* BEGIN *
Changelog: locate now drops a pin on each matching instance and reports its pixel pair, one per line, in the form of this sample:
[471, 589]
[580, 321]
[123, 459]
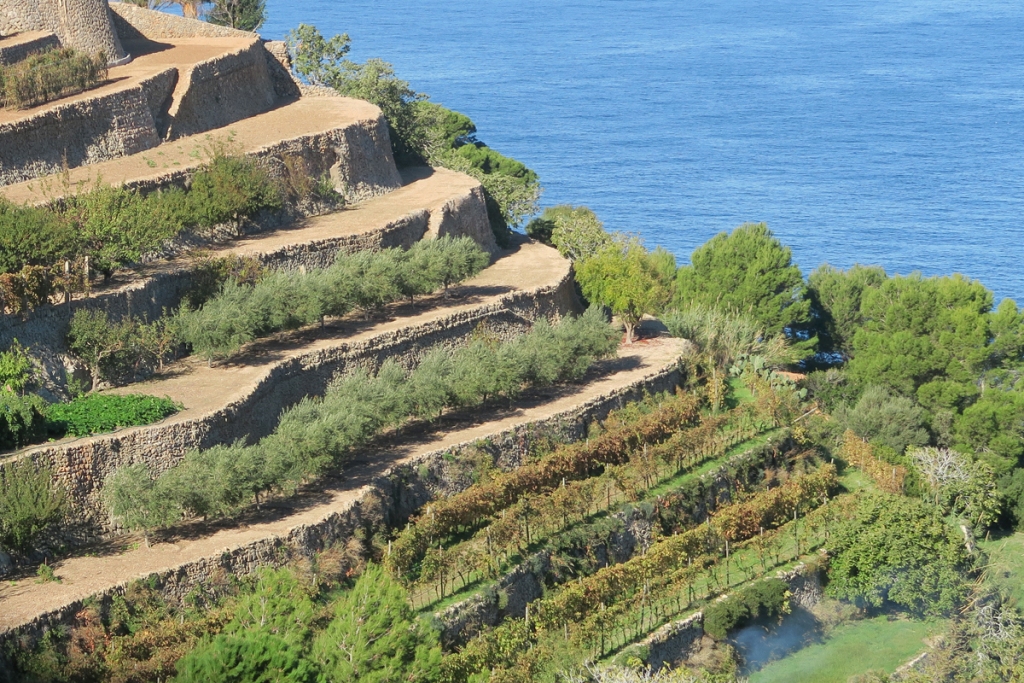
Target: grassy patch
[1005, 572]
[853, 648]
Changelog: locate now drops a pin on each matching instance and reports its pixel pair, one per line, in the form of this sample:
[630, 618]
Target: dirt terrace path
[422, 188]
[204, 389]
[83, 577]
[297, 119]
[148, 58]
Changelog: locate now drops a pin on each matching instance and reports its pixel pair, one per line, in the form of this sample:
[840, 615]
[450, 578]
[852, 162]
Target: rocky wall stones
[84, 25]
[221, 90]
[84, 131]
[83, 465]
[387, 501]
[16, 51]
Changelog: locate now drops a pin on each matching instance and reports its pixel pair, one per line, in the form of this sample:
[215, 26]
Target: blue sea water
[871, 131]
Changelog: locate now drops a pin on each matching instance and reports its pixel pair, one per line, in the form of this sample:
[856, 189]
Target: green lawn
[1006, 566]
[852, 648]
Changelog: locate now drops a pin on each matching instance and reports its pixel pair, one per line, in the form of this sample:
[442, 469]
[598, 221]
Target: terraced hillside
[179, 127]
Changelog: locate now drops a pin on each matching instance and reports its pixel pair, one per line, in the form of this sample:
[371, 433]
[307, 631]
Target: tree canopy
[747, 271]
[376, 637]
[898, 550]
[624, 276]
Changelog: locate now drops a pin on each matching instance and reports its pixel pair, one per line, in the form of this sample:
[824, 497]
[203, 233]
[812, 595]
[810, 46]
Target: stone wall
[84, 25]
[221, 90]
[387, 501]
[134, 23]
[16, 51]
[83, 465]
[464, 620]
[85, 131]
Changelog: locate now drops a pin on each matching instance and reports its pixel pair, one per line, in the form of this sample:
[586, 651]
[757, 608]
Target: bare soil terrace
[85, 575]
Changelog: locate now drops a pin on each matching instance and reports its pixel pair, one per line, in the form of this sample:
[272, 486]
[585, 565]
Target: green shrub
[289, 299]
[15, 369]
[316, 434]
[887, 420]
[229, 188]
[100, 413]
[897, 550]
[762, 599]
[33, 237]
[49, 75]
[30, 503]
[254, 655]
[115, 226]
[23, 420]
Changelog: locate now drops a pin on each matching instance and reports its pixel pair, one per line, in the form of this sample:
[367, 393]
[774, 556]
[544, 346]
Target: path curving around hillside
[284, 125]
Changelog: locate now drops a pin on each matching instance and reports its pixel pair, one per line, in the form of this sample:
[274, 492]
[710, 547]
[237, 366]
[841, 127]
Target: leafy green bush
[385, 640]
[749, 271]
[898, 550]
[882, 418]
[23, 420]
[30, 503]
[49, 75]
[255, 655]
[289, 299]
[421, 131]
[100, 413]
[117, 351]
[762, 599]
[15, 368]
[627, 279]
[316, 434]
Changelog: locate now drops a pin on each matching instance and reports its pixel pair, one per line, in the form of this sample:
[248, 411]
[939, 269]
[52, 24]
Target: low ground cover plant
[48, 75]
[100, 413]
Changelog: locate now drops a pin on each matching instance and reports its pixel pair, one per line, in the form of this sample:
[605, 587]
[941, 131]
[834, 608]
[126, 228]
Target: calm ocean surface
* END *
_GIVEN REQUEST_: Leave the pictures out and print the records above exactly as they stand.

_REPLY_:
Changelog: locate now drops a pin on each matching instance and reports its pixel pair, one per line, in the form of this sample:
[471, 589]
[580, 321]
[123, 459]
Target: grassy patch
[1005, 572]
[853, 648]
Changelog: locate now drops a pin on each matching instance and reports its pixel pair, one per line, in the form of this sample:
[630, 618]
Target: dirt terrace path
[422, 188]
[204, 389]
[83, 577]
[297, 119]
[148, 58]
Changelog: locate now drops a pin on each matching instance and reports its pixel pair, one per line, in the form of this sample:
[840, 615]
[450, 578]
[852, 162]
Target: rocky wall stones
[84, 25]
[221, 90]
[84, 131]
[83, 465]
[387, 501]
[16, 51]
Changelog: locate now drops a pin on each matching instance and reports its pixel pair, one per line, in the form of this sample:
[215, 26]
Target: blue sea water
[871, 131]
Changelog: locate now drops a pin on each matching instance and reports its pixel pair, one per line, in the form of this sample:
[856, 189]
Target: green lawn
[1006, 566]
[852, 648]
Changelog: locate now drops a pin on each matching instance and reports its pixel pair, one per line, in the form of this sample:
[442, 469]
[598, 221]
Target: terraced hillside
[179, 127]
Changelog: locate now drops a pin on each matching instance and reports its pixel pair, one per line, in the form of this sample:
[371, 433]
[307, 631]
Target: tree canopy
[747, 271]
[376, 637]
[898, 550]
[624, 276]
Changelog: locate now drops a pin on each matching instance and reports its pixel pair, one per line, in the form of this sample:
[824, 497]
[203, 233]
[812, 595]
[810, 46]
Target: stone wall
[84, 25]
[221, 90]
[387, 501]
[134, 23]
[16, 51]
[83, 465]
[464, 620]
[85, 131]
Changelog: locate now drops a pin on each matching instance and reports its pixel pair, one per line, in the form of this sample:
[586, 651]
[757, 608]
Target: bare soil terrace
[85, 575]
Changelog: locate now drops a pin on each matching instance and reports its pixel pair, one per line, in the form of this sample:
[272, 486]
[585, 565]
Target: green shrub
[289, 299]
[15, 369]
[316, 434]
[887, 420]
[229, 188]
[100, 413]
[897, 550]
[762, 599]
[33, 237]
[49, 75]
[30, 503]
[254, 655]
[115, 226]
[23, 420]
Changelog: locate now drops a pin on each matching instance and reports its pixel pair, one per line, in the form of this sample:
[367, 393]
[774, 556]
[544, 346]
Target: path curving around hillside
[284, 125]
Changelog: locate now drops a pin on each matching instance and reports its pixel pair, one per line, in the form of this sample:
[274, 492]
[710, 547]
[237, 366]
[841, 127]
Target: leafy green bush
[385, 640]
[749, 271]
[898, 550]
[882, 418]
[23, 420]
[30, 503]
[49, 75]
[255, 655]
[289, 299]
[421, 131]
[100, 413]
[117, 351]
[762, 599]
[15, 368]
[627, 279]
[316, 434]
Changelog: locate now drops a pin on each matching instance and reports its pixel pair, one per line, in the form of this sample:
[248, 411]
[939, 269]
[52, 24]
Target: low ground cover plant
[48, 75]
[100, 413]
Changelog: locate now drops a pin on each matching instance and reports its pixel pair, one per line, in the form of this sample:
[605, 587]
[941, 131]
[834, 608]
[126, 228]
Target: calm ocean surface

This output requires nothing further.